*** Opening of Exercise data ***

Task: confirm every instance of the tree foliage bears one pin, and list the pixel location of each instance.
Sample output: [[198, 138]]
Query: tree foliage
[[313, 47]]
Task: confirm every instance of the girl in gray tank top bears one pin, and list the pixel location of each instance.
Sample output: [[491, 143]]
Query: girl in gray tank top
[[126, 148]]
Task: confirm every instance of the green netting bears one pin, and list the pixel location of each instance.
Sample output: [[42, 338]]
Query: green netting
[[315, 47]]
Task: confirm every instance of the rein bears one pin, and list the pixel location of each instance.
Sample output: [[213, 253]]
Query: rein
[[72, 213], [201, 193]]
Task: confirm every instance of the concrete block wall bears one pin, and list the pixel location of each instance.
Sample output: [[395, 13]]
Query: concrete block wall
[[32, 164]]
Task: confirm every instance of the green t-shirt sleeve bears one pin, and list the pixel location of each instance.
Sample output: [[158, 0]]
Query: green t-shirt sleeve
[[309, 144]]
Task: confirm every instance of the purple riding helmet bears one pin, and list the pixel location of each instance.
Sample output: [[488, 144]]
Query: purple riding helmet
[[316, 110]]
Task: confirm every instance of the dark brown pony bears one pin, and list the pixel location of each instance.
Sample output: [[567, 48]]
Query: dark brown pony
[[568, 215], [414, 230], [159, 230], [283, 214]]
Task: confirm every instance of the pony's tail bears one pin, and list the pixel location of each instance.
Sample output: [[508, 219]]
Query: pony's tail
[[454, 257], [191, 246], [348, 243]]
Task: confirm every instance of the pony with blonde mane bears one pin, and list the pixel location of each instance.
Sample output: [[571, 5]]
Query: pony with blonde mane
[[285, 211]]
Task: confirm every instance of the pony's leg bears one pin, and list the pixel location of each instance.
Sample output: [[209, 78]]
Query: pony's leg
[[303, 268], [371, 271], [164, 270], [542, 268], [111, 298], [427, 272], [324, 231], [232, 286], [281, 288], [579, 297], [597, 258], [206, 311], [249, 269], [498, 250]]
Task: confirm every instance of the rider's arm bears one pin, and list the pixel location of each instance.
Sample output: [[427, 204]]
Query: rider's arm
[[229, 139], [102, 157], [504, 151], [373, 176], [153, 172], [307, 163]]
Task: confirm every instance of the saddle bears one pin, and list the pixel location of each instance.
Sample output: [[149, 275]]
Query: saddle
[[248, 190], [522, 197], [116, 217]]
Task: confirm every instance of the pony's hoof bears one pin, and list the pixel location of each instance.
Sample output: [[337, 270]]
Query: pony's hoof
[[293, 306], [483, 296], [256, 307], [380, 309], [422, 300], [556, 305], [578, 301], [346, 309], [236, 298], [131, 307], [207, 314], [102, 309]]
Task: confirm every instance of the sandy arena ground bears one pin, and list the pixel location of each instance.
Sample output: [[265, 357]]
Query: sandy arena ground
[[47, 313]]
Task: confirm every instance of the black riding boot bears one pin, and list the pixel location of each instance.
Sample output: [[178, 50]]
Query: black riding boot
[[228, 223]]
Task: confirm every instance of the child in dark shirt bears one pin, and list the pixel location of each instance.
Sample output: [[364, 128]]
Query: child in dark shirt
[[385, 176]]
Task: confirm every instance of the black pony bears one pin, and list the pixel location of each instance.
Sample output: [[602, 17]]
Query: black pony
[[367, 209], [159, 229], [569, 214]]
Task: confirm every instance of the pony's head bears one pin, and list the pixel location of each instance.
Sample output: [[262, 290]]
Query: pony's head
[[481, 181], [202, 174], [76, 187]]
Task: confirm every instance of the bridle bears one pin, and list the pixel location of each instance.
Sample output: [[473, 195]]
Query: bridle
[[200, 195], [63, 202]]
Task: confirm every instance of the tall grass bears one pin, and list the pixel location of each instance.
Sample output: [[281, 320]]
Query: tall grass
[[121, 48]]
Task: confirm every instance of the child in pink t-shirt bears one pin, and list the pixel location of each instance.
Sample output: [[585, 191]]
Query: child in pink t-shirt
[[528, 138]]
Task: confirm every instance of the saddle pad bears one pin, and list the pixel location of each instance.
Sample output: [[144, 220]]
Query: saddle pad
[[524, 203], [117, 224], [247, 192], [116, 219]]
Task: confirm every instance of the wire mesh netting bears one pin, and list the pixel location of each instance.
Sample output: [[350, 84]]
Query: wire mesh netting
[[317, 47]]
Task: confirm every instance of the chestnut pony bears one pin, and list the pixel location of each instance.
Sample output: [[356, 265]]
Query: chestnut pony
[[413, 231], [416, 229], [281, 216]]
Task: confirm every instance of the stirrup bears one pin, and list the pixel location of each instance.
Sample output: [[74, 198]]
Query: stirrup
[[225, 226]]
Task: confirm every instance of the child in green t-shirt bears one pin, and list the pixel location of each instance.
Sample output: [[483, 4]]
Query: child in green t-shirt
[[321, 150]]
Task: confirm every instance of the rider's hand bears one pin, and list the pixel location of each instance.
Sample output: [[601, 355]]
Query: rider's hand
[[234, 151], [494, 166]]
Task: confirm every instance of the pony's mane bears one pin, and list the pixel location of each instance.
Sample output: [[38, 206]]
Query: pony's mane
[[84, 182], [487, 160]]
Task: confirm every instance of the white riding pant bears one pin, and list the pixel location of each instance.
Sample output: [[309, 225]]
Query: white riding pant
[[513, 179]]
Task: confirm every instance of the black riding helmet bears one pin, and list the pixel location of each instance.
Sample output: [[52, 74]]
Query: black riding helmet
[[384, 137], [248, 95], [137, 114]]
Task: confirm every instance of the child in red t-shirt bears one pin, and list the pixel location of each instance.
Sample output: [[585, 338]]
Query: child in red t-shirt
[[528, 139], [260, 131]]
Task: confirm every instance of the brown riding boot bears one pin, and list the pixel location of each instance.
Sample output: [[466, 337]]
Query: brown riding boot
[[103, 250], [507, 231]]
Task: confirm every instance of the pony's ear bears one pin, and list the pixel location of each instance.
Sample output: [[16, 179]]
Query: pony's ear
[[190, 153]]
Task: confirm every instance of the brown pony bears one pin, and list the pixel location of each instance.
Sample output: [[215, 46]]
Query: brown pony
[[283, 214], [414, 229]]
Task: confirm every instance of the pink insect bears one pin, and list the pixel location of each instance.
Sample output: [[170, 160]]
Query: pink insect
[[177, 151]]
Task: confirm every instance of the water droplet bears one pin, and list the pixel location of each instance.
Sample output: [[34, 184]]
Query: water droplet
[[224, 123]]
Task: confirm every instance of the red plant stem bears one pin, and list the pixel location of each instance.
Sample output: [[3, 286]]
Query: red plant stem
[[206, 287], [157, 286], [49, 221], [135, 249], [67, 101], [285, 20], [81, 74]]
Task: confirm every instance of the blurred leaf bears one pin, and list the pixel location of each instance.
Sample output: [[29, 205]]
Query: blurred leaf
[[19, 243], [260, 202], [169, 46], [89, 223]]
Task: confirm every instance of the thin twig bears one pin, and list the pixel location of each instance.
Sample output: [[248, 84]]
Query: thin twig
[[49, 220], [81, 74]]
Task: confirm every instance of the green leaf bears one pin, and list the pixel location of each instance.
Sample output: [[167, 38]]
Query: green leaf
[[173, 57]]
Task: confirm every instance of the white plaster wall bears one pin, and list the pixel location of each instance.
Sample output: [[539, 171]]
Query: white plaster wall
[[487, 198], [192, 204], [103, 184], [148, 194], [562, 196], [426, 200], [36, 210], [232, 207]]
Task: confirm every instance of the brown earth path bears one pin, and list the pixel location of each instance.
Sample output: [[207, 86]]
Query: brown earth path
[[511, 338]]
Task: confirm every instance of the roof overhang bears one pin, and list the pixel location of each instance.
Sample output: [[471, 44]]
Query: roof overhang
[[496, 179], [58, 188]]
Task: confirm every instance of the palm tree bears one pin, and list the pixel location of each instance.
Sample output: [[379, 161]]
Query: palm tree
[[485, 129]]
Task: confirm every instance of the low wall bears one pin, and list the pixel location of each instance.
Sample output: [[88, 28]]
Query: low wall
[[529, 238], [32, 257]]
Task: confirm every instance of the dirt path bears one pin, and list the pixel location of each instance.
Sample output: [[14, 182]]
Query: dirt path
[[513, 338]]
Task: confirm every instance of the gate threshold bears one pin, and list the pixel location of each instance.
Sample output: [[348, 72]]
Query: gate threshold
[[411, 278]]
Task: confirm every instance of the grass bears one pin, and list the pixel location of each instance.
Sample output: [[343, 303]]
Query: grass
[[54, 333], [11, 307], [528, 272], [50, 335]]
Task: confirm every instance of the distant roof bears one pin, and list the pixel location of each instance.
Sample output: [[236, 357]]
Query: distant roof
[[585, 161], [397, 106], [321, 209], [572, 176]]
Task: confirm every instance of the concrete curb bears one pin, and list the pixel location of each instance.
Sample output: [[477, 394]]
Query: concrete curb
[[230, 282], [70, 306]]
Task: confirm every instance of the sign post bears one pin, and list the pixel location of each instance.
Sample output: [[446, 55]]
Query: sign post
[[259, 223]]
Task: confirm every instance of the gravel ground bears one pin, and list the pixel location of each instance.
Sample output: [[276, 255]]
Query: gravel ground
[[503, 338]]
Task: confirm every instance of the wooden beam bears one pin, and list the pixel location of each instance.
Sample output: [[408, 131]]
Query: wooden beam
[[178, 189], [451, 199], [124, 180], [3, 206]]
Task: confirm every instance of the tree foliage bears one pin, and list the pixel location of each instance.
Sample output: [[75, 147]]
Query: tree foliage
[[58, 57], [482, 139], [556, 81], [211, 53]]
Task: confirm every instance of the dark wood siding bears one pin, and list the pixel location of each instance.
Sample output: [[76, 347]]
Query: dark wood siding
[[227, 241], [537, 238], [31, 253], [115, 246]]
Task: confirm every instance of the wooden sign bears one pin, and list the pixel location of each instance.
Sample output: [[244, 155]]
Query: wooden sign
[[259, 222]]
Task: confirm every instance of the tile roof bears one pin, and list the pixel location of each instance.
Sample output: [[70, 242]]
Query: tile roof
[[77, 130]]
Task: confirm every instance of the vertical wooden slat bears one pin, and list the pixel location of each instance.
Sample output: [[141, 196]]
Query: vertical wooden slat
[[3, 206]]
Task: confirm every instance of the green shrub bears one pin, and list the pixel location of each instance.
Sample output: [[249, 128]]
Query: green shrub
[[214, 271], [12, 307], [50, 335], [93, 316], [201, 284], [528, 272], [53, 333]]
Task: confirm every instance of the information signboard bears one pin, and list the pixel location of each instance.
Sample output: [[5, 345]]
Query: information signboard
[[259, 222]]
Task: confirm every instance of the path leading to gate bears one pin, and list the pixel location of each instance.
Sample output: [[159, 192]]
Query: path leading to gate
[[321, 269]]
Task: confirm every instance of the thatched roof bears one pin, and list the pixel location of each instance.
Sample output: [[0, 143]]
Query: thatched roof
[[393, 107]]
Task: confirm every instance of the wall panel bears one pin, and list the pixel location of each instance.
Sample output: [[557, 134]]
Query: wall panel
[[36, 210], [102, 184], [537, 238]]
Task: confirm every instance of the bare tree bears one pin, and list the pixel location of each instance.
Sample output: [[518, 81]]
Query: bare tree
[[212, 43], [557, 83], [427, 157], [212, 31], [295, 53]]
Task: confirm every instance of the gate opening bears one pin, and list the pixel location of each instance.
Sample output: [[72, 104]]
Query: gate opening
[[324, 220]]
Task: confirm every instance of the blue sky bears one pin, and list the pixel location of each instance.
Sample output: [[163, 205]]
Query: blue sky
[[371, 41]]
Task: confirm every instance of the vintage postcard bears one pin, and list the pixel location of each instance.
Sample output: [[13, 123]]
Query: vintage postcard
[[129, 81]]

*** Close of Exercise data ***
*** Opening of Exercise data ***

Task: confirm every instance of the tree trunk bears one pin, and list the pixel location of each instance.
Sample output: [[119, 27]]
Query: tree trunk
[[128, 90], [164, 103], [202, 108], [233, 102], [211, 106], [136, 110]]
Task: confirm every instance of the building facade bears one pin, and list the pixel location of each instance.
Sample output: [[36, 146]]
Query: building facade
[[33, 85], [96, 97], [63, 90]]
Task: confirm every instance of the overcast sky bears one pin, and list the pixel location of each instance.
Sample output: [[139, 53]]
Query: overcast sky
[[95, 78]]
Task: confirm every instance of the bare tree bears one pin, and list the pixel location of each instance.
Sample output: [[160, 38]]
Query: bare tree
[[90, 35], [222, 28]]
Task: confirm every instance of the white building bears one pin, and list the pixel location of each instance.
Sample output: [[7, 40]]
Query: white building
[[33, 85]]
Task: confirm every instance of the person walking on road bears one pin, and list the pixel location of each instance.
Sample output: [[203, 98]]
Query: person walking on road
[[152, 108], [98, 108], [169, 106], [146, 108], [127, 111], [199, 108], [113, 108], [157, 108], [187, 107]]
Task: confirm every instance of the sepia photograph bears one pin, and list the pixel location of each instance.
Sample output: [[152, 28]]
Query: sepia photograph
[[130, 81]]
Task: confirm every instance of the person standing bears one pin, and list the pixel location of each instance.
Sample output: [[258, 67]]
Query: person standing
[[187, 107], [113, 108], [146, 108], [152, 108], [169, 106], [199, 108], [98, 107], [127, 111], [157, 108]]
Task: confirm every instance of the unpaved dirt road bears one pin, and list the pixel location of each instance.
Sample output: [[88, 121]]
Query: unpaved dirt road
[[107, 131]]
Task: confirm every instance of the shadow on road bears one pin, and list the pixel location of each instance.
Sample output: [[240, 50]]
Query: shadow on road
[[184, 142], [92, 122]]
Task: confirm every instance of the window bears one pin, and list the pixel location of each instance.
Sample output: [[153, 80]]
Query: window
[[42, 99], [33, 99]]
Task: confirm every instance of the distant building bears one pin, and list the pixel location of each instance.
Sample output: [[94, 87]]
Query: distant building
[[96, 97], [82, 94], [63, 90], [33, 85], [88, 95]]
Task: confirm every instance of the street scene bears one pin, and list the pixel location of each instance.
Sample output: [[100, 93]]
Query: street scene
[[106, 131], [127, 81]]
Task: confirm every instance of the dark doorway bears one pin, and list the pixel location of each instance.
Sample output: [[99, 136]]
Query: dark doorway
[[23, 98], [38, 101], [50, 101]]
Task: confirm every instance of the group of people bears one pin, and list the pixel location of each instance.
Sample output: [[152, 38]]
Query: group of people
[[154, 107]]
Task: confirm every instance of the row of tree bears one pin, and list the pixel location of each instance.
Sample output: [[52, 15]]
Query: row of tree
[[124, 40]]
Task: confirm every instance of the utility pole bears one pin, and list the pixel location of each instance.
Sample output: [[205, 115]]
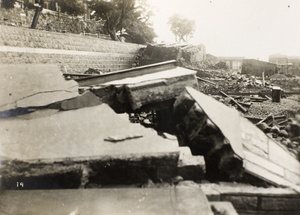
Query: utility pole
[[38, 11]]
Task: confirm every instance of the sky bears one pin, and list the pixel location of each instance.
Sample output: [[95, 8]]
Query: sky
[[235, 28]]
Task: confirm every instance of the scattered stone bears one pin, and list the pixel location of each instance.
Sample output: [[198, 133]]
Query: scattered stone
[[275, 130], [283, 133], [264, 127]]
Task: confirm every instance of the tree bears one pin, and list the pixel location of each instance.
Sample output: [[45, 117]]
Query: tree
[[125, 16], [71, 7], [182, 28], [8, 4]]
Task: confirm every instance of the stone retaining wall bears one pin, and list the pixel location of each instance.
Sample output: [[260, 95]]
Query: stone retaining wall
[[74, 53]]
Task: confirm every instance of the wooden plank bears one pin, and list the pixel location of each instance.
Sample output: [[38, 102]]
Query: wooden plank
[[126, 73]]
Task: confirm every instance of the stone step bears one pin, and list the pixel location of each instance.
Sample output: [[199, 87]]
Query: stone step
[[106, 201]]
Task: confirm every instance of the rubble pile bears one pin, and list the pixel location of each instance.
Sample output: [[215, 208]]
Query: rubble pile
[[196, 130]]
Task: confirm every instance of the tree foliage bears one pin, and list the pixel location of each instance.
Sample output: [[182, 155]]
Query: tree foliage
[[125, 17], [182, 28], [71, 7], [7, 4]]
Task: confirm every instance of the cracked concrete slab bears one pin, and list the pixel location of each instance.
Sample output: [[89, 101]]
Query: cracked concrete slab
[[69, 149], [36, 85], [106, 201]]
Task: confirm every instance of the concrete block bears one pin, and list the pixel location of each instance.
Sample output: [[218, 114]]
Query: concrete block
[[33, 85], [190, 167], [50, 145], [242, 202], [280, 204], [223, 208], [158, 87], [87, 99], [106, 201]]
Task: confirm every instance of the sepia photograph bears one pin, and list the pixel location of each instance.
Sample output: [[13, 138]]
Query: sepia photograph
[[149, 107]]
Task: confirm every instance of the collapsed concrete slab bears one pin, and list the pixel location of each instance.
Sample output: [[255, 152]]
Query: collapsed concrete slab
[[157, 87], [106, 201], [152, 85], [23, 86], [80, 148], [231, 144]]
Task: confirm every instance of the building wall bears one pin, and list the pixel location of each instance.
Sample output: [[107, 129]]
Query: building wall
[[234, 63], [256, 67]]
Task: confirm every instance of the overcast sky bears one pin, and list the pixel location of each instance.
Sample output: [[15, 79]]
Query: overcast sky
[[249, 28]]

*** Close of Exercise data ***

Work instruction: Repeat, character for character, the lines of the material above from the line with "Task: confirm every instance of the brown earth" through the line with "Task: confirm every instance of the concrete curb".

Written response:
Task: confirm every instance of the brown earth path bears one pin, and list the pixel location of each instance.
Sample output: [[207, 86]]
Query: brown earth path
[[511, 338]]
Task: confirm every instance of the roof overhang bears one pin, and list the pixel location of each instance.
Sample output: [[471, 44]]
Query: roof overhang
[[496, 179], [58, 188]]
Task: confirm every instance of the palm tree bears one pin, and list the pixel location of each instance.
Sample output: [[379, 161]]
Query: palm tree
[[485, 129]]
Task: confirm every instance of the low wall bears one pin, and list the pixel location of each instance.
Sample output: [[88, 28]]
Query: low wall
[[529, 238], [32, 257]]
Task: confirm every instance of the dirt path bears one pin, and list the pixel location of each instance.
Sample output: [[14, 182]]
Query: dirt path
[[513, 338]]
Task: confirm every instance of the gate threshold bears one pin, and list the pixel location of each instance.
Sample output: [[348, 72]]
Query: gate threshold
[[411, 278]]
Task: confirm every instance of the grass bears one pin, and list the pixel location of each instance.
Sample output: [[343, 303]]
Query: grass
[[54, 333], [11, 307], [528, 272], [50, 335]]
Task: confirm every instance of the distant roof bears one pin, and list the pixel location of each instance.
Sample output: [[236, 357]]
Query: distant roof
[[585, 161], [397, 106], [321, 209], [572, 176]]
Task: confirm every instance of the concrete curb bears one pin, and list the pixel location of each instance.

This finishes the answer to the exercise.